• TEXTO FORNECIDO:

◇ ◇ ◇ ◇ ◇ ◇ ◇

Entrevista a Marcelo Flores

O pintor Reinaldo López, nascido em 1934 na cidade de Matanzas, Cuba, tem obras expostas no Museu Nacional de Arte Cubana e hoje reside com sua família em Havana, no bairro de Playa, onde mantém seu estúdio. Tive a oportunidade de entrevistá-lo – lá mesmo, em Havana – em julho de 2006, por conta de uma indicação do poeta mexicano e conselheiro editorial de Sibila José Ángel Leyva. Em sua casa, conversamos sobre a situação das artes plásticas em seu país e sobre sua obra em particular. Reinaldo “explica” alguns de seus trabalhos. Também estavam presentes Martha Teresa Ximeno, antropóloga e esposa de López, e David López Ximeno, filho do casal e jovem poeta; ambos contribuíram para o diálogo com algumas intervenções.

◇ ◇ ◇ ◇ ◇ ◇ ◇

• TAREFAS PROPOSTAS:
- 1) Segundo o texto sobre o pintor Reinaldo López, em que mês e ano a entrevista foi realizada?
- 2) Continue o texto sobre o pintor Reinaldo López a partir do ponto em que ele termina.
As linhas de dados não têm relação alguma com o texto sobre o pintor Reinaldo López.

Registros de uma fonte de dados
◇ ◇ ◇ ◇ ◇ ◇ ◇

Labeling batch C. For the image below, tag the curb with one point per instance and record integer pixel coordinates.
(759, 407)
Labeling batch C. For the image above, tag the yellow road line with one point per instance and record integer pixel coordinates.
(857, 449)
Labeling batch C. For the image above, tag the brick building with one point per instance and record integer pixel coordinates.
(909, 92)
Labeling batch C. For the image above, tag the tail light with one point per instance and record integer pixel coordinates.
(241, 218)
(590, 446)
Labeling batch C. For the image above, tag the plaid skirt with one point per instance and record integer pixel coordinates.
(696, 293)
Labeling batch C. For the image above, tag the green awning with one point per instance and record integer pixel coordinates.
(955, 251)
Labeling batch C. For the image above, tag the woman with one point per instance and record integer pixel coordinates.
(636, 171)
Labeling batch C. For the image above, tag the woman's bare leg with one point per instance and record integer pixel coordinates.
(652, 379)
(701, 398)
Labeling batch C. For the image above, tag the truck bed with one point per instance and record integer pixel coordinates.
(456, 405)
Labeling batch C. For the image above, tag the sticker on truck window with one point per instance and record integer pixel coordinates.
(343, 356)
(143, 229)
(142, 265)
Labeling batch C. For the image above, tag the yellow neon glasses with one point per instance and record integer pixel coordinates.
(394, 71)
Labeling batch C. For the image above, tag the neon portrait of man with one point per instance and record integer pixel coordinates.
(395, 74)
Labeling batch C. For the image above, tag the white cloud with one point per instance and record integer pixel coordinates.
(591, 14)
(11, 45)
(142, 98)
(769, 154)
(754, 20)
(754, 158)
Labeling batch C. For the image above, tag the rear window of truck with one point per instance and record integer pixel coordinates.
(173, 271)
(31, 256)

◇ ◇ ◇ ◇ ◇ ◇ ◇

• RESPOSTAS ESCRITAS:
- 1) Em julho de 2006.

- 2)
A obra de López é de central importância no contexto artístico cubano. Ele presenciou a revolução de 1959 – que levou o regime de Fidel Castro ao poder – e acompanhou, durante todos esses anos, o ambiente cultural de lá, que passou por diversas e marcantes transformações. Testemunhou o auge e a decadência do movimento modernista cubano – que vai de 1927 até os anos 1960 –, bem como o chamado “Quinquenio Gris”, período que vai de fins da década de 1960 até o começo dos anos 1980, durante o qual a liberdade de expressão no país foi intensamente tolhida pelas imposições do regime de Castro, imposições que obrigaram os artistas a trabalhar estéticas fechadas em si mesmas ou que fizessem parte do realismo revolucionário – uma tendência daquela época –, quando então foram abordadas, de maneira extremamente realista, apenas as questões do cotidiano revolucionário.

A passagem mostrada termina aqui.